Problem requirements | In the newsletter review below, restate the passage from "If the only" up to and including "getting from it.", substituting "digest" for "newsletter" wherever it occurs.

Document extract |
Overall I’m not too worried. There’s so much content in the newsletter that I seriously doubt a single idea could spread widely as a result of the newsletter -- inevitably some people won’t remember that particular idea. So we only need to worry about “big” ideas that are repeated often in the newsletter. The most salient example of that would be my general opposition to the Bostrom/Yudkowsky paradigm of AI safety, but it still seems quite prevalent amongst researchers. In addition I’d be really surprised if existing researchers were convinced of a “big” idea or paradigm solely because other researchers believed it (though they might put undue weight on it).
Is the newsletter worth it?
If the only benefit of the newsletter were the reputational effects, it would not be worth my time (even ignoring Richard and Dan’s time). However, I get enough thanks from people in the field that the newsletter must be providing value to them, even though I don’t have a great model of what the value is. My current best guess is that there is a lot of value, which makes the newsletter worth the cost, but I think there is a non-negligible chance that this would be reversed if I had a good model of what value everyone was getting from it.
Going forward
In which I figure out what about the newsletter should change in the future.
Structure of the newsletter
So far I’ve only talked about whether the newsletter is worthwhile as a whole. But of course we can also analyze individual aspects of the newsletter and figure out how important they are.
Opinions are probably the key feature of the newsletter. Many papers and blog posts are aimed more at appearing impressive rather than conveying facts. Even the ones that are truth seeking are subject to publication bias: they are written by people who think that the ideas within are important, and so will be biased towards positivity. As a result, an opinion from a researcher who didn't do the work can help contextualize the results that makes it easier for less involved readers to figure out the importance of the ideas. (As a corollary, I worry about the lack of a fresh perspective on posts that I write, but don’t see an obvious easy solution to that problem.) I think this also contributes to the success of Import AI and ChinAI, which are also quite heavy on opinions.
I think the summaries are also quite important. I aim for the longer summaries to be sufficiently informative that you don’t have to read the blog post / paper unless you want to do a deep dive and really understand the results. For papers, I often roughly aim for it to be more useful to read my summary than to read the abstract, intro, and conclusion of the paper. In the world where the newsletter didn’t have summaries, I think researchers would not keep up as much with the state of the field.
Overall, I think I’m pretty happy with the current structure of the newsletter, and don’t currently intend to change it. But if I get more clarity on what value the newsletter provides to researchers, I wouldn’t be surprised if I would change the structure as a result.
Scaling up
In the year that I’ve been writing the newsletter, the amount of writing that I want to cover has gone up quite a lot, especially with the launch of the Alignment Forum. I expect this will continue, and I won’t be able to keep up.

Given information |
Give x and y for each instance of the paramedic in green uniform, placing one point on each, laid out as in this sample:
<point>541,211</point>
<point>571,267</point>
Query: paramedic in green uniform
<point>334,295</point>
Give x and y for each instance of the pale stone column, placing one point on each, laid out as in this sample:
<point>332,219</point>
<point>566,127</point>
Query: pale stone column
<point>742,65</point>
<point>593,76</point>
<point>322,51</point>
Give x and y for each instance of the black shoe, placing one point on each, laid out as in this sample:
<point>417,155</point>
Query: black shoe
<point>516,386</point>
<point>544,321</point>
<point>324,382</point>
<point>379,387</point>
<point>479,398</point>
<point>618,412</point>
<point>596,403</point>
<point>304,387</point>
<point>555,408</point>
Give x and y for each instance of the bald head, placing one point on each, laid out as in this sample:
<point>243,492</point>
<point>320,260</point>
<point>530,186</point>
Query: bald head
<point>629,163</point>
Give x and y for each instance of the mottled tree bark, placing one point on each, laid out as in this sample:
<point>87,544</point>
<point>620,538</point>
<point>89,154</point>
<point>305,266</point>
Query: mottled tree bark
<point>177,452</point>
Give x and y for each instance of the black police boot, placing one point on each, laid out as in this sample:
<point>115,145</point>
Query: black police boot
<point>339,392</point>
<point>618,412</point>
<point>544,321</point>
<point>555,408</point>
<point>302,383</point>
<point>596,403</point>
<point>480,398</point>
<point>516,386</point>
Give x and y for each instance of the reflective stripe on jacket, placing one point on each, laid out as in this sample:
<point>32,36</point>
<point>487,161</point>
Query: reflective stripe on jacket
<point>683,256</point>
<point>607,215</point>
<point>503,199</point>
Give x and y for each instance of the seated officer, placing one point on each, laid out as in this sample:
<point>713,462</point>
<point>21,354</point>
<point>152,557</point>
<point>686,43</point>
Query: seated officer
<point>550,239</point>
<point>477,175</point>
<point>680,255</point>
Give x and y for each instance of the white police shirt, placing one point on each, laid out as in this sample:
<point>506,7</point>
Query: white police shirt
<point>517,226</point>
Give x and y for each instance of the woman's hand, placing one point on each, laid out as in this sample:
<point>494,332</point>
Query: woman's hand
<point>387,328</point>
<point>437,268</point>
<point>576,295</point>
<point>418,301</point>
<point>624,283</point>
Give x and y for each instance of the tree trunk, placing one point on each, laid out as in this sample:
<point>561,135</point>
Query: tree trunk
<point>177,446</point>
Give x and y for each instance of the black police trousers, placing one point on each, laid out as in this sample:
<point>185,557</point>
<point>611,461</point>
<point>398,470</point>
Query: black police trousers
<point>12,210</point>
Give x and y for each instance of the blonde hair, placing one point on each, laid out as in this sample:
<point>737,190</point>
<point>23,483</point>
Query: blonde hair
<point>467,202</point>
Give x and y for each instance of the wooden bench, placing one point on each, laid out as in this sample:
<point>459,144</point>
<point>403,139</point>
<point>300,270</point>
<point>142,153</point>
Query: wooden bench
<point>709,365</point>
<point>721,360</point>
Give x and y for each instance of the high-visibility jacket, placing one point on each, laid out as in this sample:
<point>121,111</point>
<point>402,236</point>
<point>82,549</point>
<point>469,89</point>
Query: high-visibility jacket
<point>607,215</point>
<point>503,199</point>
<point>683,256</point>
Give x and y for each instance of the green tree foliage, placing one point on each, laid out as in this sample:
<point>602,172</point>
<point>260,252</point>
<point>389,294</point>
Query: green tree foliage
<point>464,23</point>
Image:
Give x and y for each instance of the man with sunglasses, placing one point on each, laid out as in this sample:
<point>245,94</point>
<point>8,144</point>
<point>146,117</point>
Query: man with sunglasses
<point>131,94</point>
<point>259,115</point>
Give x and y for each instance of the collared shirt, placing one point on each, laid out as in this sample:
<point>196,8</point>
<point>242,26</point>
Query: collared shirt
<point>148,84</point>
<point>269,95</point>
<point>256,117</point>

Solution to the exercise |
If the only benefit of the digest were the reputational effects, it would not be worth my time (even ignoring Richard and Dan’s time). However, I get enough thanks from people in the field that the digest must be providing value to them, even though I don’t have a great model of what the value is. My current best guess is that there is a lot of value, which makes the digest worth the cost, but I think there is a non-negligible chance that this would be reversed if I had a good model of what value everyone was getting from it.